Exercise:
Each line below must be set down exactly; omit any image you find.

Data for the task:
*** Block opens ***
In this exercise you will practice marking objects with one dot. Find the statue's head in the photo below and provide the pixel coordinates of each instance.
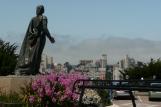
(39, 10)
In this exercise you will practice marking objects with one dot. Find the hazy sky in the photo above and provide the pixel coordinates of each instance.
(72, 20)
(86, 18)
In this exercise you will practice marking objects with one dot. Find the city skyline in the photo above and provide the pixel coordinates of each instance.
(81, 26)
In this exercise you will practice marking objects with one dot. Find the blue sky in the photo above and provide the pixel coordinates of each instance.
(86, 18)
(113, 27)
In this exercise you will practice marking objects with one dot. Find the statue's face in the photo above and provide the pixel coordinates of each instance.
(40, 10)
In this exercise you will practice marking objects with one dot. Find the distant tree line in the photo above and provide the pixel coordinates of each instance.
(8, 58)
(151, 70)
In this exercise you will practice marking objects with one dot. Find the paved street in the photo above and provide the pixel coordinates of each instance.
(142, 101)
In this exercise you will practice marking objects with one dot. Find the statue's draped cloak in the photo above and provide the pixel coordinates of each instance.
(32, 46)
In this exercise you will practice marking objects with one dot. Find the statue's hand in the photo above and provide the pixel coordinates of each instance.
(52, 40)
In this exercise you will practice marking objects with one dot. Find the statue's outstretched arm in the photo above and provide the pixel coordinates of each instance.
(52, 40)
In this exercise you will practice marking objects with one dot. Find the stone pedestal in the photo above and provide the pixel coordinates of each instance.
(12, 83)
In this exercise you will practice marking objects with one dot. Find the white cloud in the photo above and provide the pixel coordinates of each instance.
(68, 49)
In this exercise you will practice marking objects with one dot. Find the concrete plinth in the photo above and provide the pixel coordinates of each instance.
(12, 83)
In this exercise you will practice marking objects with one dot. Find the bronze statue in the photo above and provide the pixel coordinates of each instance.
(33, 44)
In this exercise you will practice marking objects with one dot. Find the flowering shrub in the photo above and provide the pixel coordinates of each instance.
(54, 89)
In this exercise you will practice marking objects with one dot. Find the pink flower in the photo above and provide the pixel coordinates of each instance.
(31, 99)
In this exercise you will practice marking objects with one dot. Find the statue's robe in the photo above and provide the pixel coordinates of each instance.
(32, 47)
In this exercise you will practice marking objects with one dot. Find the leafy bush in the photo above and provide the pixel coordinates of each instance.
(54, 89)
(9, 98)
(8, 58)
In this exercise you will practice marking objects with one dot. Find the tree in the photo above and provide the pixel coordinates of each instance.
(147, 71)
(8, 58)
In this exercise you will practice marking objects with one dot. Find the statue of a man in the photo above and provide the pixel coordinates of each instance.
(32, 47)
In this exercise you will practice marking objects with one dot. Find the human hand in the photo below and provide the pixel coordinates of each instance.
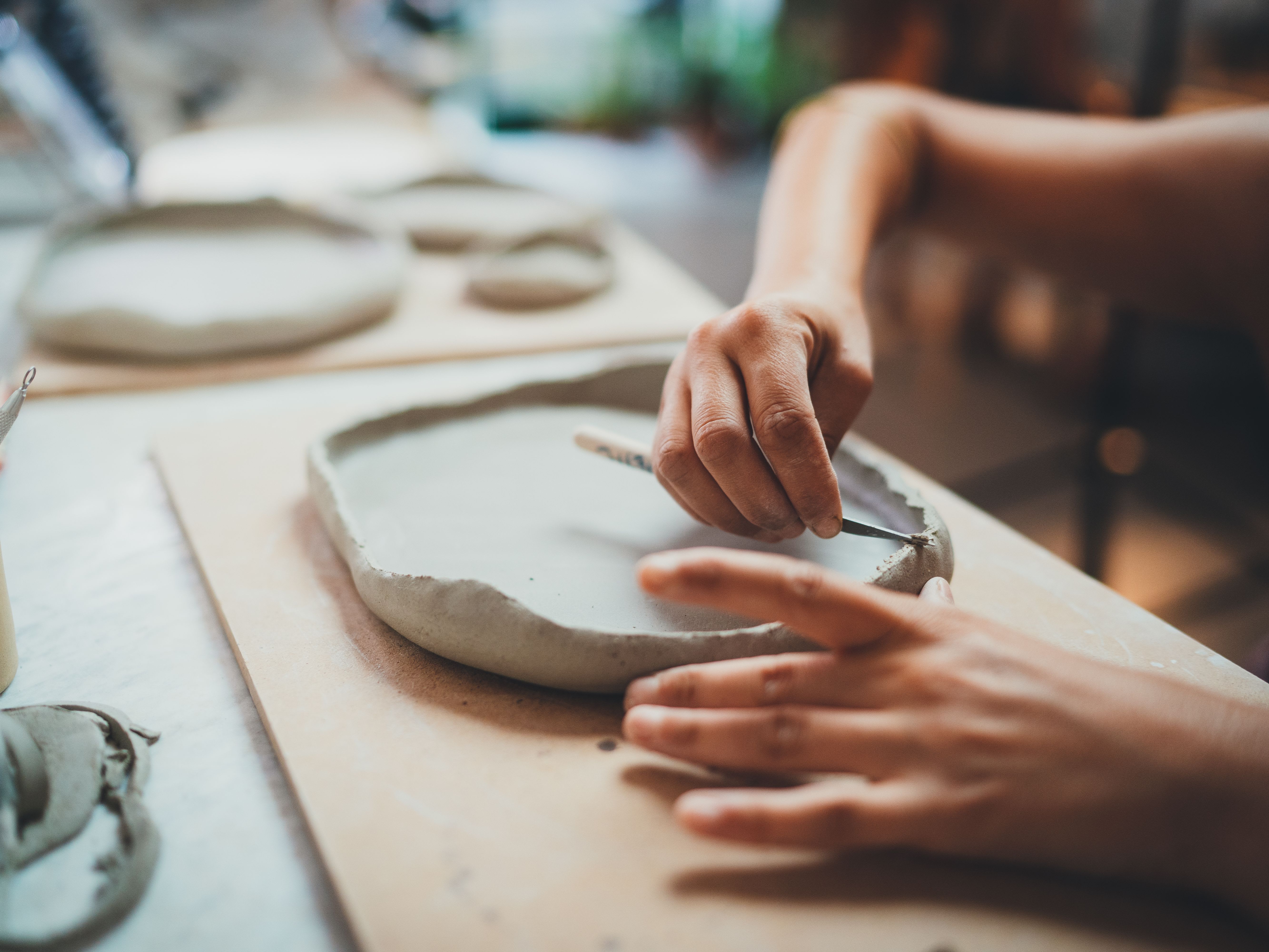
(965, 737)
(752, 412)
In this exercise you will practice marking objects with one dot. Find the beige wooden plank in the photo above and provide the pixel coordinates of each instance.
(650, 300)
(456, 809)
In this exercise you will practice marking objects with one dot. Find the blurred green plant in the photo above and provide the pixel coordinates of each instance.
(728, 69)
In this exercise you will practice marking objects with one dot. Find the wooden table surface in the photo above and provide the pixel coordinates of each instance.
(488, 814)
(111, 609)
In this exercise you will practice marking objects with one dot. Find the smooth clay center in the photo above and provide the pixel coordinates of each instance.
(508, 499)
(193, 277)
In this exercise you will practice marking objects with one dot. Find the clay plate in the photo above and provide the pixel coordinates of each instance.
(481, 534)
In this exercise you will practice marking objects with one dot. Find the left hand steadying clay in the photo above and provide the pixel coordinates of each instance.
(968, 738)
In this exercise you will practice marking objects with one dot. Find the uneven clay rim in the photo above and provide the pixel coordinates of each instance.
(475, 624)
(119, 333)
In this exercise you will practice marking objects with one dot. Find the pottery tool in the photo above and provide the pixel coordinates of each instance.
(9, 412)
(8, 636)
(631, 452)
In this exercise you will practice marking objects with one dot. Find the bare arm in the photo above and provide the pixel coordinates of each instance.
(975, 739)
(1172, 215)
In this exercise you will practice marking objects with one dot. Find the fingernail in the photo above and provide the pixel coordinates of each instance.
(643, 723)
(828, 527)
(657, 572)
(704, 808)
(794, 530)
(938, 591)
(643, 691)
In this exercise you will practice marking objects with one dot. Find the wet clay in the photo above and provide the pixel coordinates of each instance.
(468, 213)
(190, 281)
(58, 764)
(550, 271)
(481, 534)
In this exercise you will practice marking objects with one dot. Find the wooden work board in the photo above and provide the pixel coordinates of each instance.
(460, 810)
(652, 300)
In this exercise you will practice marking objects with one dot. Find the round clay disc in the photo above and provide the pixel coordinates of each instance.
(456, 214)
(544, 272)
(300, 160)
(195, 281)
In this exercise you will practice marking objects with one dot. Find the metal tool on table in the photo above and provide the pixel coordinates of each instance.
(8, 639)
(636, 455)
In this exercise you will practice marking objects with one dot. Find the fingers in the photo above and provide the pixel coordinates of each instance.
(786, 428)
(787, 738)
(938, 591)
(839, 390)
(681, 471)
(830, 815)
(723, 441)
(824, 606)
(796, 678)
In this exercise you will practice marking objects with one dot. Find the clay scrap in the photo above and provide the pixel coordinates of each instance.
(466, 213)
(58, 764)
(207, 280)
(548, 271)
(478, 531)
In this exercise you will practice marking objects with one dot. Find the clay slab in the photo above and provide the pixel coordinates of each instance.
(190, 281)
(480, 532)
(461, 213)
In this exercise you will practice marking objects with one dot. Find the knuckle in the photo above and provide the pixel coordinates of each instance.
(678, 687)
(681, 733)
(806, 581)
(704, 334)
(858, 381)
(776, 682)
(785, 735)
(785, 423)
(752, 323)
(719, 441)
(839, 823)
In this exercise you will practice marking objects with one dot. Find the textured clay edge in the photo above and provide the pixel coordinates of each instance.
(475, 624)
(165, 342)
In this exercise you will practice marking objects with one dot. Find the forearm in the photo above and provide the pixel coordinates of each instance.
(1170, 215)
(844, 169)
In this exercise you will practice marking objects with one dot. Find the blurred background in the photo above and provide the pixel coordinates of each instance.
(1134, 449)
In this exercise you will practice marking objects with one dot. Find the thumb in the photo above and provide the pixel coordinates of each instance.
(938, 591)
*** Block closes ***
Output below:
In this exercise you will practice marking objects with one dot. Find the statue's head in the photo below and provide the pixel coordinates of each instance.
(39, 10)
In this exercise you will practice marking objects with one dot. Find the hazy sky in the photo above and provide the pixel coordinates of each instance.
(72, 20)
(86, 18)
In this exercise you will practice marking objects with one dot. Find the city skyline in the photo above and provide the pixel coordinates of each instance.
(81, 26)
In this exercise you will practice marking objects with one dot. Find the blue sky in the photo above and provide the pixel coordinates of each instance.
(86, 18)
(113, 27)
In this exercise you will practice marking objects with one dot. Find the statue's face in the photo above and provide the pixel coordinates of each instance.
(40, 10)
In this exercise you will practice marking objects with one dot. Find the distant tree line in the photo above and provide the pixel coordinates of each instance.
(8, 58)
(151, 70)
In this exercise you will practice marking objects with one dot. Find the paved street in the photo above and provide the pixel coordinates of each instance.
(142, 101)
In this exercise you will practice marking objects with one dot. Find the statue's draped cloak in the photo above and provide the pixel coordinates of each instance.
(32, 46)
In this exercise you will practice marking objects with one dot. Find the statue's hand in the photo above and provide the pixel coordinates of each instance.
(52, 40)
In this exercise you will practice marking objects with one dot. Find the statue's outstretched arm in the photo above and provide the pixel coordinates of each instance.
(52, 40)
In this exercise you will practice marking objects with one dot. Find the stone pedestal in the photo above and provide the pixel coordinates of each instance.
(12, 83)
In this exercise you will practice marking objects with one dot. Find the white cloud in the photo above and provide the pixel coordinates of each instance.
(68, 49)
In this exercise you will practice marking objects with one dot. Find the concrete plinth in the photo above and provide the pixel coordinates of each instance.
(12, 83)
In this exercise you will practice marking objects with one dot. Find the bronze statue in the photo above and provide the pixel coordinates of each instance.
(33, 44)
In this exercise you will practice marking objects with one dot. Find the flowering shrub in the photo above and provide the pixel coordinates of each instance.
(54, 89)
In this exercise you will practice marking objects with one dot. Find the pink flower in the photo above and provide the pixel coordinates of each instance.
(31, 99)
In this exercise you will practice marking objects with one dot. Find the statue's robe in the photo above and provide the pixel coordinates of each instance.
(32, 47)
In this exercise you will practice marking objects with one dot. Find the leafy bush in the photo above and provide the pixel coordinates of each instance.
(54, 89)
(9, 98)
(8, 58)
In this exercise you will practice marking objects with one dot. Find the tree in the photo above and provide the pixel coordinates of each instance.
(147, 71)
(8, 58)
In this exercise you will practice marking objects with one dot. Find the statue of a man in the photo above and provide the pixel coordinates of each instance.
(32, 47)
In this exercise you will practice marking objects with one dot. Find the human hand in the photo below and provide the pixel coordinates of each instance.
(965, 737)
(752, 412)
In this exercise you will practice marking objects with one dot. Find the beige wooden plank in the photo above and provide the pixel coordinates of each instance.
(650, 300)
(456, 809)
In this exercise you will practice marking objects with one dot. Find the blurred green plant in the photo above and provide the pixel coordinates of each instance.
(728, 69)
In this exercise you will practice marking objects with one dot. Find the wooden table surface in the photo above and provide the pixel coordinates of each instance.
(488, 814)
(111, 609)
In this exercise you will practice marking objects with one dot. Find the smooth clay center in the photo above and provide the pixel coordinates of each instance.
(508, 499)
(193, 277)
In this exercise you will practice marking objects with one dot. Find the clay plate in the photo above and provide the pixel coordinates of each instance.
(481, 534)
In this exercise you will practice marking objects with one dot. Find the left hand steadying clay in the photo above and provide the pixel coordinates of each instance.
(968, 738)
In this exercise you will practice marking objects with one dot. Find the uneven clay rim in the photo above and provide the pixel coordinates of each instance.
(475, 624)
(119, 333)
In this exercise you will practice marking objects with one dot. Find the pottery tool in the photo above and provide the pixel coordinates of each instance.
(9, 412)
(8, 636)
(631, 452)
In this exercise you will practice marking objects with one dot. Find the bare arm in the photo above and provide the pixel coordinates of each instance.
(975, 739)
(1172, 215)
In this exercise you will practice marking objects with one dot. Find the fingernail in the photo above and provide the pixel coordinates of each instance.
(643, 723)
(828, 527)
(657, 572)
(704, 808)
(794, 530)
(938, 591)
(643, 691)
In this exercise you will practice marking objects with one dot. Find the wet clay in the photo above and provide the pixel coordinates of each instance.
(468, 213)
(190, 281)
(58, 764)
(550, 271)
(481, 534)
In this exercise you will practice marking objects with one dot. Find the wooden work board in the photo above and provide the pixel coordinates of each instance.
(460, 810)
(652, 300)
In this exercise you will practice marking objects with one dot. Find the round clay disc in the photo above and provide the pixel coordinates of each instance.
(456, 214)
(544, 272)
(300, 160)
(195, 281)
In this exercise you will practice marking objects with one dot. Find the metal tool on table in the photo above and provide the pixel coordinates of each instance.
(8, 639)
(636, 455)
In this exercise you will practice marking objects with one dot. Find the fingers in the photo above and provide the pixel coordinates of each instance.
(786, 428)
(787, 738)
(938, 591)
(839, 390)
(681, 471)
(830, 815)
(723, 441)
(824, 606)
(796, 678)
In this exercise you will practice marking objects with one dot. Find the clay scrap in the photo above and provide the pixel coordinates of each instance.
(466, 213)
(58, 764)
(207, 280)
(548, 271)
(478, 531)
In this exercise you will practice marking objects with one dot. Find the clay slab in the photo above and provide the pixel coordinates of each instance.
(190, 281)
(480, 532)
(461, 213)
In this exercise you will practice marking objects with one dot. Find the knuckle in the photo above and provide the pixel coordinates of each instance.
(678, 687)
(681, 733)
(806, 581)
(704, 334)
(858, 381)
(776, 682)
(785, 735)
(785, 423)
(752, 323)
(719, 441)
(839, 823)
In this exercise you will practice marking objects with one dot. Find the textured clay edge in the photo above and provide the pixel coordinates of each instance.
(475, 624)
(165, 342)
In this exercise you will practice marking objects with one dot. Find the forearm in the photo above and provide the pixel coordinates of each instance.
(1170, 215)
(844, 169)
In this exercise you will practice marking objects with one dot. Find the blurred background in the photo above and provide the pixel coordinates of each instance.
(1134, 449)
In this exercise you will practice marking objects with one dot. Find the thumb in the photo above and provide the pixel coordinates of each instance.
(938, 591)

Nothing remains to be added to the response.